TRIBUNE

Comme Enzo Ferrari dans le dernier film de Michael Mann, la représentation des entrepreneurs au cinéma est souvent le reflet de la société qu’ils décrivent, même s'il existe des différences selon les pays.

Le dernier film de Michael Mann sur la vie d’Enzo Ferrari rappelle une fois encore que la figure de l’entrepreneur est un filon inépuisable pour attirer les amateurs de grand écran dans les salles. Dans le costume du héros, un homme seul, parti de rien, qui prend son destin en main pour s’élever en affrontant les embûches jusqu’à la réussite.

Sur le plan juridique, l’entreprise est elle-même une fiction. Pour autant, les entrepreneurs sont bien réels et les producteurs n’ont de cesse d’exploiter ces destins peu communs pour vendre du pop-corn. Steve Jobs (Jobs), Walt Disney (Walt avant Mickey) ou Thomas Edison (The Current War) ont déjà eu droit à leur biopic, faisant recette de la part d’extraordinaires derrière des hommes que rien ne prédestinait à ces destins prométhéens.

Pour la gloire, la liberté ou pour l’argent

Le plus souvent, les fresques entrepreneuriales s’attachent à raconter les origines d’individus mus par un besoin de reconnaissance sociale (Tetris, ou comment un Américain a acquis un jeu soviétique), le désir de liberté (Itinéraire d’un enfant gâté avec son héros solitaire) ou plus prosaïquement l’attrait de l’argent (Le loup de Wall Street et son trader fou, Jordan Belfort).

Les mêmes ressorts sont d’ailleurs à l’œuvre dans les films sur la mafia, preuve que le business n’est pas toujours une affaire de probité. Le Parrain est à ce titre une pure saga entrepreneuriale, en particulier la partie 2. Alors le cynisme serait-il un ingrédient essentiel au succès ? C’est en tout cas ce que laisse à penser la grande majorité des productions hollywoodiennes. Et quand, comme dans Tucker, un manager tente simplement de concrétiser son rêve d’enfant en construisant la voiture du futur, l’histoire finît rarement en happy end.

S’il faut parfois du génie pour entreprendre, le travail, la résilience et les sacrifices n’en sont pas moins indispensables. Les films sont là pour nous rappeler que l’isolement, la trahison, voire la folie ne sont jamais loin, et le cinéma n’a de cesse d’interroger le prix du succès de ces héros atypiques.

......

* Tâche donnée a *
Relevez chaque ligne des enregistrements qui contient le mot « headscarf », en tenant compte de la casse.

[Données enregistrées]

......

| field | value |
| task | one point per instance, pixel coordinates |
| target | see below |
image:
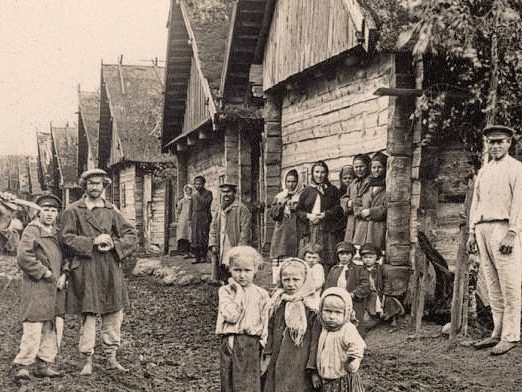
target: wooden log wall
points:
(127, 192)
(335, 116)
(305, 33)
(271, 157)
(206, 159)
(196, 109)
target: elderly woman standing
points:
(284, 239)
(318, 213)
(374, 202)
(356, 226)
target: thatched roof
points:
(135, 96)
(65, 142)
(89, 106)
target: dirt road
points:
(168, 344)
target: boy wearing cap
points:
(40, 259)
(495, 222)
(352, 277)
(231, 226)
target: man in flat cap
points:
(42, 296)
(495, 224)
(231, 226)
(201, 218)
(99, 238)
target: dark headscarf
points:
(381, 180)
(342, 187)
(366, 160)
(326, 183)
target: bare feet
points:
(114, 364)
(87, 367)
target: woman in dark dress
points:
(318, 214)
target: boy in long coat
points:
(40, 259)
(99, 239)
(231, 226)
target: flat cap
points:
(501, 129)
(345, 247)
(228, 185)
(93, 172)
(369, 248)
(48, 200)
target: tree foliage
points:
(473, 67)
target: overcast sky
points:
(48, 47)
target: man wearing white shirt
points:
(495, 224)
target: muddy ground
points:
(168, 344)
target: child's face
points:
(377, 169)
(48, 215)
(369, 259)
(292, 279)
(344, 257)
(243, 272)
(332, 311)
(312, 258)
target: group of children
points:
(306, 335)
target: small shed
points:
(211, 120)
(88, 117)
(131, 99)
(47, 170)
(65, 155)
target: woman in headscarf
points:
(318, 213)
(374, 202)
(356, 226)
(284, 240)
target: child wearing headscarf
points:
(356, 226)
(242, 323)
(288, 357)
(340, 348)
(374, 202)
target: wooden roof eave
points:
(204, 82)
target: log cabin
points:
(88, 115)
(211, 120)
(131, 98)
(65, 156)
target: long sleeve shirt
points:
(244, 311)
(498, 194)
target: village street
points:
(169, 345)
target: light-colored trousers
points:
(39, 340)
(503, 279)
(110, 332)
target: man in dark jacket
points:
(40, 259)
(99, 239)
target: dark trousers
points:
(240, 366)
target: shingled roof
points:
(89, 105)
(65, 142)
(135, 95)
(199, 31)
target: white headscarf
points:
(295, 309)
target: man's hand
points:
(471, 245)
(265, 361)
(62, 281)
(316, 380)
(102, 238)
(507, 244)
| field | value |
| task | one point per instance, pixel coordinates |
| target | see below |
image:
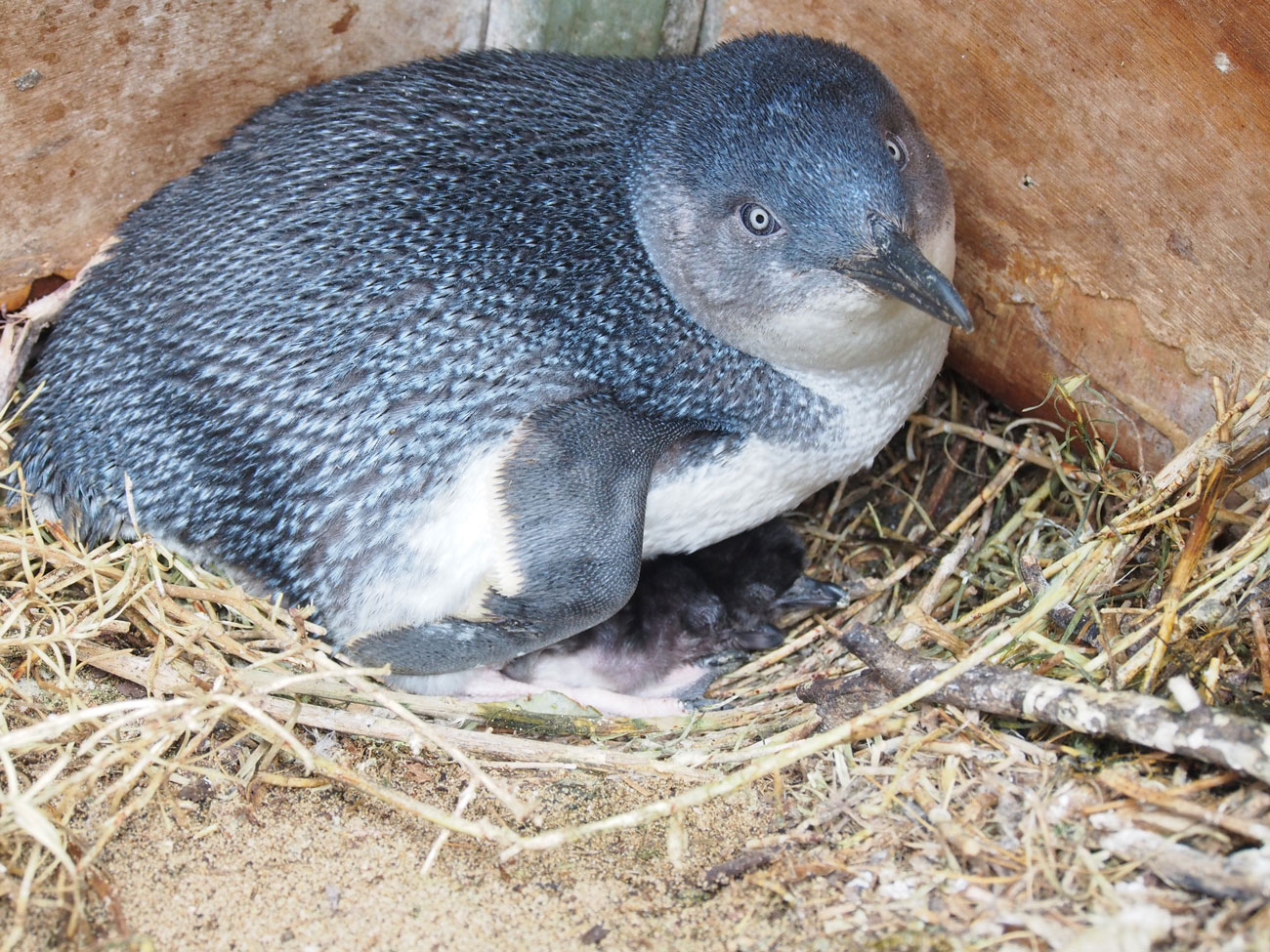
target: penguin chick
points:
(447, 348)
(693, 617)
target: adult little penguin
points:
(449, 347)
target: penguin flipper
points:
(572, 494)
(693, 618)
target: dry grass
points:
(130, 673)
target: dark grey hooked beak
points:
(898, 268)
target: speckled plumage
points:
(317, 354)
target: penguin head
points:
(792, 207)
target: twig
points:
(1245, 875)
(855, 728)
(1171, 801)
(1205, 732)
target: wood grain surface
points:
(1108, 157)
(105, 101)
(1109, 166)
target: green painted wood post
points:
(596, 26)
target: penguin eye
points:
(897, 150)
(758, 220)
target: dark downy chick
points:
(449, 347)
(693, 617)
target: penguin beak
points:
(897, 267)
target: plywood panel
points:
(1109, 165)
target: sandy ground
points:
(325, 870)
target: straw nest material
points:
(1126, 607)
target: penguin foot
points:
(490, 685)
(693, 618)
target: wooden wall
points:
(1109, 166)
(1109, 159)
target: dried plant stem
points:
(862, 726)
(333, 719)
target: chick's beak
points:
(897, 267)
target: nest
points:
(977, 538)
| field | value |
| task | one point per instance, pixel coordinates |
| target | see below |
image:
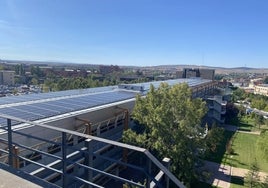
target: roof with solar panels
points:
(44, 105)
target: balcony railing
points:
(76, 164)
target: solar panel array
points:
(39, 106)
(31, 97)
(35, 110)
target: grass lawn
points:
(237, 182)
(246, 123)
(245, 152)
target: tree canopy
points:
(170, 122)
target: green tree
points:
(34, 81)
(213, 139)
(170, 119)
(252, 178)
(265, 80)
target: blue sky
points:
(226, 33)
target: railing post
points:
(166, 162)
(16, 161)
(89, 160)
(64, 170)
(10, 148)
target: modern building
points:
(196, 72)
(7, 77)
(261, 89)
(72, 138)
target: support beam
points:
(88, 125)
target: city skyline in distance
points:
(136, 33)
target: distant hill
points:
(172, 68)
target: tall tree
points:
(252, 178)
(170, 119)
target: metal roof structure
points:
(43, 105)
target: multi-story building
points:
(7, 77)
(70, 138)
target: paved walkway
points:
(236, 129)
(220, 175)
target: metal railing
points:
(77, 163)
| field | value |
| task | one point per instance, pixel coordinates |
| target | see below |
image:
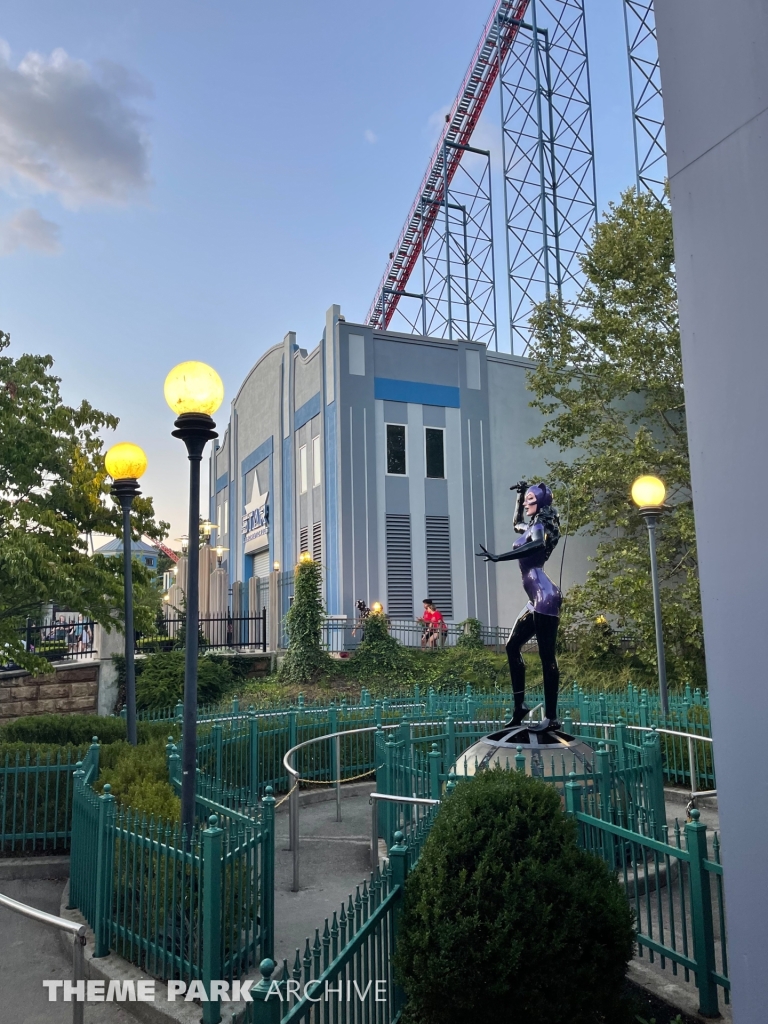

......

* Tâche donnée b *
Recopiez fidèlement le passage de la tribune sur les entrepreneurs au cinéma qui va de « Pour la gloire, la » jusqu'à « fou, Jordan Belfort). ».

* Réponse correcte a *
target: dark headscarf
target: woman in headscarf
target: child wearing headscarf
target: white headscarf

* Réponse correcte b *
Pour la gloire, la liberté ou pour l’argent

Le plus souvent, les fresques entrepreneuriales s’attachent à raconter les origines d’individus mus par un besoin de reconnaissance sociale (Tetris, ou comment un Américain a acquis un jeu soviétique), le désir de liberté (Itinéraire d’un enfant gâté avec son héros solitaire) ou plus prosaïquement l’attrait de l’argent (Le loup de Wall Street et son trader fou, Jordan Belfort).